**WORK INSTRUCTION**
Give back every line of the data below exactly.

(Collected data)
###
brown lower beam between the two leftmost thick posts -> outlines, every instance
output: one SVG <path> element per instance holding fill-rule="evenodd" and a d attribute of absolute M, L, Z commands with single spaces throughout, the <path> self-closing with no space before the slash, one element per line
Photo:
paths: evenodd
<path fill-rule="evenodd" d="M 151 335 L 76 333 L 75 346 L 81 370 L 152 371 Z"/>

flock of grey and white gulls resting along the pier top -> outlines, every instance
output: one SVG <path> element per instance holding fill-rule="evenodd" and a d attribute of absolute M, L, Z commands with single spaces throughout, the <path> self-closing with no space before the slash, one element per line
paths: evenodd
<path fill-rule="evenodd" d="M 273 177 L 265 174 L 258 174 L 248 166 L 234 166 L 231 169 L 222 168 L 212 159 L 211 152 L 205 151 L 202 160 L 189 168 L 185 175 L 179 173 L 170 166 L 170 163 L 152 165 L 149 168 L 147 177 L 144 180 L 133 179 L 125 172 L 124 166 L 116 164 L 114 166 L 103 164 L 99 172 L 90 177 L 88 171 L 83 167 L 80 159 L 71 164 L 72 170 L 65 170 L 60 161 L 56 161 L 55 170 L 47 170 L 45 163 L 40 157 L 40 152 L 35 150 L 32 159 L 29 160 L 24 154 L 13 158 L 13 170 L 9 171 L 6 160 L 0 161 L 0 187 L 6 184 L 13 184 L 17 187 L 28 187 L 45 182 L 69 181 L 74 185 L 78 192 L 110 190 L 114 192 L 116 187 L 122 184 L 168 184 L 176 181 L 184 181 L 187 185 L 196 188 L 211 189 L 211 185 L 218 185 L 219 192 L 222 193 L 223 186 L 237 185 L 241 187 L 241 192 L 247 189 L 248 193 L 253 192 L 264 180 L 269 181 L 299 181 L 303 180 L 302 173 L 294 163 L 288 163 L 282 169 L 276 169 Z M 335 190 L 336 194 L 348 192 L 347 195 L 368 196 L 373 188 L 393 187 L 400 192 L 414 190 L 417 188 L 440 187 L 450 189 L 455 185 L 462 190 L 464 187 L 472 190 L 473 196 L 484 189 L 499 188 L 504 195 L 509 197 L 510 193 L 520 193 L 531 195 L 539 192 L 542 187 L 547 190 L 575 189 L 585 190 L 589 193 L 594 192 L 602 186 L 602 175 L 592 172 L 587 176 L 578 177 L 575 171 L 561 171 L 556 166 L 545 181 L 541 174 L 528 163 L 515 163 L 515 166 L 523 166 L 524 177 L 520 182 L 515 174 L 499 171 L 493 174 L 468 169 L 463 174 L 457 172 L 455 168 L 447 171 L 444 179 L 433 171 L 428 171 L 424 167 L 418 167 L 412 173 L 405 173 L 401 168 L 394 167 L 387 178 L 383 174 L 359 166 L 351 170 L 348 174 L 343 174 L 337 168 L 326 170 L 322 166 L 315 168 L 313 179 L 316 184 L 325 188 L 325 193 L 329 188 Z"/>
###
**EXPECTED ANSWER**
brown lower beam between the two leftmost thick posts -> outlines, every instance
output: one SVG <path> element per instance holding fill-rule="evenodd" and a d attribute of absolute M, L, Z commands with single spaces throughout, the <path> self-closing with no space before the slash, one element per line
Photo:
paths: evenodd
<path fill-rule="evenodd" d="M 151 335 L 76 333 L 75 346 L 81 370 L 152 371 Z"/>

flock of grey and white gulls resting along the pier top -> outlines, every instance
output: one SVG <path> element per instance holding fill-rule="evenodd" and a d attribute of absolute M, L, Z commands with single spaces throughout, the <path> self-closing with no space before the slash, one element per line
paths: evenodd
<path fill-rule="evenodd" d="M 273 177 L 265 174 L 258 174 L 248 166 L 234 166 L 231 169 L 222 168 L 212 159 L 211 152 L 205 151 L 202 160 L 189 168 L 185 175 L 179 173 L 170 166 L 170 163 L 152 165 L 149 168 L 147 177 L 144 180 L 133 179 L 125 172 L 124 166 L 116 164 L 114 166 L 103 164 L 99 172 L 90 177 L 88 171 L 83 167 L 80 159 L 71 164 L 72 170 L 65 170 L 60 161 L 56 161 L 55 170 L 47 170 L 45 163 L 40 157 L 40 152 L 35 150 L 32 159 L 29 160 L 24 154 L 13 158 L 13 170 L 9 171 L 6 160 L 0 161 L 0 187 L 6 184 L 13 184 L 17 187 L 28 187 L 45 182 L 69 181 L 74 185 L 78 192 L 110 190 L 114 192 L 116 187 L 122 184 L 168 184 L 176 181 L 184 181 L 187 185 L 196 188 L 211 189 L 211 185 L 218 185 L 219 192 L 222 193 L 223 186 L 237 185 L 241 187 L 241 192 L 247 189 L 248 193 L 253 192 L 264 180 L 269 181 L 299 181 L 303 180 L 302 173 L 294 163 L 288 163 L 282 169 L 276 169 Z M 335 190 L 336 194 L 348 192 L 347 195 L 368 196 L 373 188 L 393 187 L 400 192 L 414 190 L 417 188 L 440 187 L 450 189 L 455 185 L 462 190 L 464 187 L 472 190 L 473 196 L 484 189 L 499 188 L 504 195 L 509 197 L 510 193 L 520 193 L 531 195 L 539 192 L 542 187 L 547 190 L 575 189 L 585 190 L 589 193 L 594 192 L 602 186 L 602 175 L 592 172 L 587 176 L 578 177 L 575 171 L 561 171 L 556 166 L 545 181 L 541 174 L 528 163 L 515 163 L 515 166 L 523 166 L 524 177 L 520 182 L 515 174 L 499 171 L 493 174 L 468 169 L 463 174 L 457 172 L 455 168 L 447 171 L 444 179 L 433 171 L 428 171 L 424 167 L 418 167 L 412 173 L 405 173 L 401 168 L 394 167 L 387 178 L 383 174 L 359 166 L 351 170 L 348 174 L 343 174 L 337 168 L 326 170 L 322 166 L 315 168 L 313 179 L 316 184 L 325 188 L 325 193 L 329 188 Z"/>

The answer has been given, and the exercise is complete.